Stored items
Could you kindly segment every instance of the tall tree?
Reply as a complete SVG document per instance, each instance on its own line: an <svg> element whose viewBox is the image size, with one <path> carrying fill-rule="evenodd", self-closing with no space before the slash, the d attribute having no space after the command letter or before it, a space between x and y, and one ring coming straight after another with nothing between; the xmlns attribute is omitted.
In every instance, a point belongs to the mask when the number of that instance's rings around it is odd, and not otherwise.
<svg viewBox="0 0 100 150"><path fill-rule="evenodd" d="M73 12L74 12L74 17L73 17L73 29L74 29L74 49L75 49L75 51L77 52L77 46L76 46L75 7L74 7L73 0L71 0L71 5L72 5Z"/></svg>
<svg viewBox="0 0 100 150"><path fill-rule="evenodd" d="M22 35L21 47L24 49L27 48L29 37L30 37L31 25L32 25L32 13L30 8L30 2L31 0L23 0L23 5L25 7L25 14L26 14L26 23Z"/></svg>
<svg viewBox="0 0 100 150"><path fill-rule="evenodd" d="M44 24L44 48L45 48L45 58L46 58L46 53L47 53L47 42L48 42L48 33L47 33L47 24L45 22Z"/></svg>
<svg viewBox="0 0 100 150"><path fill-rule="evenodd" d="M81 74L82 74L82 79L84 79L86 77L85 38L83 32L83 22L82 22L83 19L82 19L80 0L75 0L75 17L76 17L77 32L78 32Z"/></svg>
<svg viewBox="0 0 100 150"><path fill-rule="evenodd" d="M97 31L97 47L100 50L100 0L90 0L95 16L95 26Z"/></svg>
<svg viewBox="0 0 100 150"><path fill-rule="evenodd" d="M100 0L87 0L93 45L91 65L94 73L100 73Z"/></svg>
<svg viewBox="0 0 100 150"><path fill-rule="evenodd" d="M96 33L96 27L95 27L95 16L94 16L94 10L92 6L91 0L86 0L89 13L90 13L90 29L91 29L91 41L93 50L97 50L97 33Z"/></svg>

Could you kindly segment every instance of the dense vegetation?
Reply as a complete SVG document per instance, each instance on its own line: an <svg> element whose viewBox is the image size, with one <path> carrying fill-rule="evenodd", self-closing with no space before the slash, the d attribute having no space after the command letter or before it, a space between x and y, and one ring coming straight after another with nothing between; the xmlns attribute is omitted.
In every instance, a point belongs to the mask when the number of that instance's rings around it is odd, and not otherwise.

WHAT NEEDS TO BE DONE: Look through the records above for the string "kindly", then copy every line that has it.

WORKED SOLUTION:
Could you kindly segment every instance of the tall tree?
Could you kindly segment every instance of the dense vegetation?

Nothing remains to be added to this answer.